In base al testo sui conti di News Corp riportato più avanti, spiega perché il gruppo ha chiuso il quarto trimestre fiscale in perdita nonostante la crescita delle trasmissioni via cavo. Rispondi in una o due frasi.

Testo estratto:
/---

La quarta crisi morde Murdoch.

Conti in rosso per Rupert Murdoch, News corp perde 203 mln di dollari-repubblica.it

Brutte notizie per l’impero mediatico di Rupert Murdoch. Nel quarto trimestre fiscale, News Corp registra una perdita netta di 203 milioni di dollari, la solida performance delle divisioni di trasmissioni via cavo (+39%) è stata annullata dal crollo delle entrate pubblicitarie. Un anno prima il gruppo, che controlla tra gli altri il Wall Street Journal e le emittenti televisive Fox, aveva registrato un utile di 1,13 miliardi di dollari. Il giro d’affari è calato dell’11% a 7,6 miliardi di dollari, mentre le entrate del settore tv, inclusa Fox, scendono del 27%. Il gruppo si aspetta una modesta ripresa nei prossimi mesi.

\---

Dati forniti:
/---

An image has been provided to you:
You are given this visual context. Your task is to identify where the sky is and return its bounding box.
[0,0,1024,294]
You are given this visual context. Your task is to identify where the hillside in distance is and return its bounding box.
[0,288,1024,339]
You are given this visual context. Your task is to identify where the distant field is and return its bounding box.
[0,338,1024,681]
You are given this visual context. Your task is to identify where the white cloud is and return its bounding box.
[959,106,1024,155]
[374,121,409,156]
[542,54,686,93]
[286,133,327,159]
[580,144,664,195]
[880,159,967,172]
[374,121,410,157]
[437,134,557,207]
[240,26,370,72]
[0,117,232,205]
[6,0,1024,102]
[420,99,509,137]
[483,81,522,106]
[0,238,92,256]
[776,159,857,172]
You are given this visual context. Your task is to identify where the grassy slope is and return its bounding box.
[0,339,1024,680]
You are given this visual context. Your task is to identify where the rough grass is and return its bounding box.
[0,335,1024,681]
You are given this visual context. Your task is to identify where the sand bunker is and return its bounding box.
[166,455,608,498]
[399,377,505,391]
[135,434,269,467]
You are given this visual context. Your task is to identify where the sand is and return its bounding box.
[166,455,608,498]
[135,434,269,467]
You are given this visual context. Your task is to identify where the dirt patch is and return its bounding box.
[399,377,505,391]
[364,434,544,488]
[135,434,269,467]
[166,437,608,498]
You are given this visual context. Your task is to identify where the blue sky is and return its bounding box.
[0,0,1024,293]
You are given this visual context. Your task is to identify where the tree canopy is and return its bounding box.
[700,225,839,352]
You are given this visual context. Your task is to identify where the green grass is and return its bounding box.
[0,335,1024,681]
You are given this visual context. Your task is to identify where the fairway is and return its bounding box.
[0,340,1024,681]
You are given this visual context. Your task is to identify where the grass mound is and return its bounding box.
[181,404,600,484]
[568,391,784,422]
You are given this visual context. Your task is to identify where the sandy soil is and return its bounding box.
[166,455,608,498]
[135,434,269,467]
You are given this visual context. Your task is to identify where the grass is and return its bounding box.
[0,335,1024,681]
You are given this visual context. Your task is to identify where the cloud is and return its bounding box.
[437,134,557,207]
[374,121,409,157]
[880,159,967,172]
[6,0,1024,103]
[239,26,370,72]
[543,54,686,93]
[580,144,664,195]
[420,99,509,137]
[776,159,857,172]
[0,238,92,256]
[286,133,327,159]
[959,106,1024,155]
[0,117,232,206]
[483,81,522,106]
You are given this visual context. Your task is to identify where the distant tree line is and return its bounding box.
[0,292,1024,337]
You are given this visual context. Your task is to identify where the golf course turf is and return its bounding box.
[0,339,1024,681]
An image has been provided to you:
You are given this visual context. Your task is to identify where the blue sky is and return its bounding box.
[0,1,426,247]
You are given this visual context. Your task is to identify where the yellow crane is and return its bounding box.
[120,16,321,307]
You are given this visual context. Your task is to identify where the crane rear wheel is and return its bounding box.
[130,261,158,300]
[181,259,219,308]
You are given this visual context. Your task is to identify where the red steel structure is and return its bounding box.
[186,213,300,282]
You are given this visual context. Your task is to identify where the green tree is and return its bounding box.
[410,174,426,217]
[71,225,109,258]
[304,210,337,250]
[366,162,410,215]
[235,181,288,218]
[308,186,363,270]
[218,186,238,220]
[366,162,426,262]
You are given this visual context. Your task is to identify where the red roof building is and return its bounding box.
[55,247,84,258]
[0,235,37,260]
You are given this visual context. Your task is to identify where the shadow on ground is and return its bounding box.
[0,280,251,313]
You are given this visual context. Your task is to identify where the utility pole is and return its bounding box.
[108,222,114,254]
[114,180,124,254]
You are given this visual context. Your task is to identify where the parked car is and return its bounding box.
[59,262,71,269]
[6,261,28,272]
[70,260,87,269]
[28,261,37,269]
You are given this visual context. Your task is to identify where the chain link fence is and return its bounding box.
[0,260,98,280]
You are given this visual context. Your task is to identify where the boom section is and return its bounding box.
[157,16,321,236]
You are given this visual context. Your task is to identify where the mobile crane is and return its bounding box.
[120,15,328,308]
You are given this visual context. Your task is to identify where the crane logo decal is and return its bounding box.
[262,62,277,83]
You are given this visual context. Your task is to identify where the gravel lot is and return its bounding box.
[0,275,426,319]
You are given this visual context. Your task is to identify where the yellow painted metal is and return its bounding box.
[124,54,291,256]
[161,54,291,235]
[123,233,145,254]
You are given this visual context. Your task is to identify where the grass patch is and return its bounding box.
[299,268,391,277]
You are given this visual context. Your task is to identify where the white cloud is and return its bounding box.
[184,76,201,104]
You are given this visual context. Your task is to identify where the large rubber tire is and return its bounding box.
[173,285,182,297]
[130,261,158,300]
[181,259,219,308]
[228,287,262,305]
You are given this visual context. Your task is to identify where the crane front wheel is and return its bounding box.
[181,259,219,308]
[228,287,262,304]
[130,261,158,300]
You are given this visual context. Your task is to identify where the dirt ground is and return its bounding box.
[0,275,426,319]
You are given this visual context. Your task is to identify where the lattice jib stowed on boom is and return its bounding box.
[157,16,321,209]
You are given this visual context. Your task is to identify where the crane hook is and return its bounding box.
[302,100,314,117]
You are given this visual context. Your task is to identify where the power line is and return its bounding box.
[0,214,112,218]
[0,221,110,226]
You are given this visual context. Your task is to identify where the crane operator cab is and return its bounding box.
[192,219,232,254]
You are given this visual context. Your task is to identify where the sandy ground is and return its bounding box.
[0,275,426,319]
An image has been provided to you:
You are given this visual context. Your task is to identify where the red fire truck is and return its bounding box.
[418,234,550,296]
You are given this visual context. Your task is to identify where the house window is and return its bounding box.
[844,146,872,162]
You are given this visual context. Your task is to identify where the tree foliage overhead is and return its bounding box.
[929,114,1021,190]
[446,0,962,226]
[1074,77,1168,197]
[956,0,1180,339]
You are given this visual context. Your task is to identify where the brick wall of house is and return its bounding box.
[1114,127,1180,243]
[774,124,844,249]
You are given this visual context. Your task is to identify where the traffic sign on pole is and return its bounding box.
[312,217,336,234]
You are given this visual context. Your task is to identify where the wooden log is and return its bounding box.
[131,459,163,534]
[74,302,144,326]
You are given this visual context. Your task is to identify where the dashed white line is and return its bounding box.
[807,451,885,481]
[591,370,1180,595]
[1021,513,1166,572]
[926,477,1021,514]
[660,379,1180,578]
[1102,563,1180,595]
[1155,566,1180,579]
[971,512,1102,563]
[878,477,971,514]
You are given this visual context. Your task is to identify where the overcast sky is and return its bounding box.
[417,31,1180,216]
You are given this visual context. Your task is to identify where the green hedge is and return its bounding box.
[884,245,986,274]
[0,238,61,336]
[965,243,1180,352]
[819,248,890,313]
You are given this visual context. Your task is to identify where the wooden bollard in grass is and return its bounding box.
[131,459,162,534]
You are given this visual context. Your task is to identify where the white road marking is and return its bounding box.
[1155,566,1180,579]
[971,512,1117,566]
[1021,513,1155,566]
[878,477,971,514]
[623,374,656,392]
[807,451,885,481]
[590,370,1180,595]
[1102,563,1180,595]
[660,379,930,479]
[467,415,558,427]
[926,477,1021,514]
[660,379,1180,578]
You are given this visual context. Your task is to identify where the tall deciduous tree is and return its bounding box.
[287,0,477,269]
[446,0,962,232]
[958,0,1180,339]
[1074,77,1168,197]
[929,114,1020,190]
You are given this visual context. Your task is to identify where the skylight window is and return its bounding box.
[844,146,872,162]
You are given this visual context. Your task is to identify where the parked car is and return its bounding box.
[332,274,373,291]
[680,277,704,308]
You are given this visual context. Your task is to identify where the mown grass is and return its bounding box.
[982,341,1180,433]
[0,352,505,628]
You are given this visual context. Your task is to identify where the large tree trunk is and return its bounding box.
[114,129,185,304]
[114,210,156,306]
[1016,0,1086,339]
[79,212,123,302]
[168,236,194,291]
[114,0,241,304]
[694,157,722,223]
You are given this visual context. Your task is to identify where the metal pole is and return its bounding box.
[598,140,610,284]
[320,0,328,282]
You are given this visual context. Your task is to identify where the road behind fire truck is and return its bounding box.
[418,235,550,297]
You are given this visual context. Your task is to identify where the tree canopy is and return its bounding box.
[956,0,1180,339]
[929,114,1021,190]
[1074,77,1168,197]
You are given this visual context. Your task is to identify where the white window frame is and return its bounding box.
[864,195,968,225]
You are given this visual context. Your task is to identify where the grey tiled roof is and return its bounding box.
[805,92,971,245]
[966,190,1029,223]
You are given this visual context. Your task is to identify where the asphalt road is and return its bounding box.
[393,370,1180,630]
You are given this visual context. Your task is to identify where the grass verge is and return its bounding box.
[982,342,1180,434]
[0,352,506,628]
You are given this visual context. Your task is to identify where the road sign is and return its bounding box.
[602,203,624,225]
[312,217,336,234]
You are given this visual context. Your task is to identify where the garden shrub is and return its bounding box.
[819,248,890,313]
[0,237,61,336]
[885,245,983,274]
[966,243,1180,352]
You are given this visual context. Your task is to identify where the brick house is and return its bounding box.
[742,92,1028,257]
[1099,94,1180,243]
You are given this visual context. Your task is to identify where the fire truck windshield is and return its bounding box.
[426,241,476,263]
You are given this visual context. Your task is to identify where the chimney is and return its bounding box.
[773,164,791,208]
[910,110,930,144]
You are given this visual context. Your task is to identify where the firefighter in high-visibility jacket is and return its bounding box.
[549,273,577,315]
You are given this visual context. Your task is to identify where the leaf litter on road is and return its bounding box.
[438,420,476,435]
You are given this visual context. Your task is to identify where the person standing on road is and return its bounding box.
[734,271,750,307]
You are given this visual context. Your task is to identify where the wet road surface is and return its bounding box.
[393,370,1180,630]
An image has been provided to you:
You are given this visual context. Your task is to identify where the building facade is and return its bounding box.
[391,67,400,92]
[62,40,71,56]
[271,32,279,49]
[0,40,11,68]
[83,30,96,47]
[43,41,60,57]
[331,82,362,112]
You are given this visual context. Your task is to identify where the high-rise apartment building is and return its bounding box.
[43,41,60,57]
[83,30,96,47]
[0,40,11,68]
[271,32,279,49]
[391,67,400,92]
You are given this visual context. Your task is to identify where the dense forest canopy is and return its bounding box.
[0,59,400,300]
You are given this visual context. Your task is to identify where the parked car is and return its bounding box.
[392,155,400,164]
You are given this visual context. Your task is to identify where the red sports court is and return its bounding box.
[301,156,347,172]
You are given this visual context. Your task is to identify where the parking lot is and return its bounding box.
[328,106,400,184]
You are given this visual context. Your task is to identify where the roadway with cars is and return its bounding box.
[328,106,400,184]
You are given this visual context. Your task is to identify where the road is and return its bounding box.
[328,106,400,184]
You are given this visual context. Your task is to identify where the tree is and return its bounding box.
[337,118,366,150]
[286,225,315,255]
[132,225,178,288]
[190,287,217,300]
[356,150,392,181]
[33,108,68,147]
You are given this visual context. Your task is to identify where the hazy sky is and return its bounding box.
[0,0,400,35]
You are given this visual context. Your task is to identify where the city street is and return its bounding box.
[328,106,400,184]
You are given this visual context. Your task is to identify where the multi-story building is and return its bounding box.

\---

Soluzione scritta: La solida performance delle divisioni di trasmissioni via cavo, cresciute del 39%, è stata annullata dal crollo delle entrate pubblicitarie. Per questo News Corp ha registrato nel quarto trimestre fiscale una perdita netta di 203 milioni di dollari.